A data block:
——

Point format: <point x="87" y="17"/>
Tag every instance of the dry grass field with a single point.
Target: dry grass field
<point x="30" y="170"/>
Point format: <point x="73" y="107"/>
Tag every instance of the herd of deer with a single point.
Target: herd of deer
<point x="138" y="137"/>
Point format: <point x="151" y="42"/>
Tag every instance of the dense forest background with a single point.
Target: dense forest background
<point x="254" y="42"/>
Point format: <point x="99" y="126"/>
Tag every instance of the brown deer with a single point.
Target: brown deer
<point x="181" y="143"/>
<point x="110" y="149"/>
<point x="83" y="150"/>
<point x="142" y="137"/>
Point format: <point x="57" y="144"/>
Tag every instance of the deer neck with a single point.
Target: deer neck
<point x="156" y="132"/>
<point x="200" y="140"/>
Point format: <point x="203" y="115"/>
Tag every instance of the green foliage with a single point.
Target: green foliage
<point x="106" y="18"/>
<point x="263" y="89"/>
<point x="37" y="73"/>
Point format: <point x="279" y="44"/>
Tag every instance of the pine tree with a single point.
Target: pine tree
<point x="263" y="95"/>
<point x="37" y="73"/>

——

Reproduce the material above verbatim, keeping every line in its original order.

_Correct response_
Point format: <point x="87" y="17"/>
Tag every instance of the dry grass field with a single point.
Target: dry grass field
<point x="30" y="170"/>
Point format: <point x="73" y="107"/>
Tag every instance of the herd of deer with a single point.
Target: herd of deer
<point x="138" y="137"/>
Point format: <point x="151" y="42"/>
Tag every instance of the dense forest background with a single point.
Target: dense forest background
<point x="254" y="42"/>
Point format: <point x="99" y="126"/>
Tag every instance of the brown deer with a single point.
Target: brown deer
<point x="181" y="143"/>
<point x="110" y="149"/>
<point x="83" y="150"/>
<point x="142" y="137"/>
Point format: <point x="57" y="144"/>
Tag every instance of the deer neck with a single point.
Target: deer neck
<point x="156" y="132"/>
<point x="200" y="140"/>
Point format: <point x="203" y="115"/>
Tag every instance of the green foliage with a single point.
Target: green foliage
<point x="106" y="18"/>
<point x="263" y="89"/>
<point x="37" y="73"/>
Point format: <point x="279" y="44"/>
Tag every instance of the pine tree with a single point.
Target: pine tree
<point x="263" y="95"/>
<point x="37" y="73"/>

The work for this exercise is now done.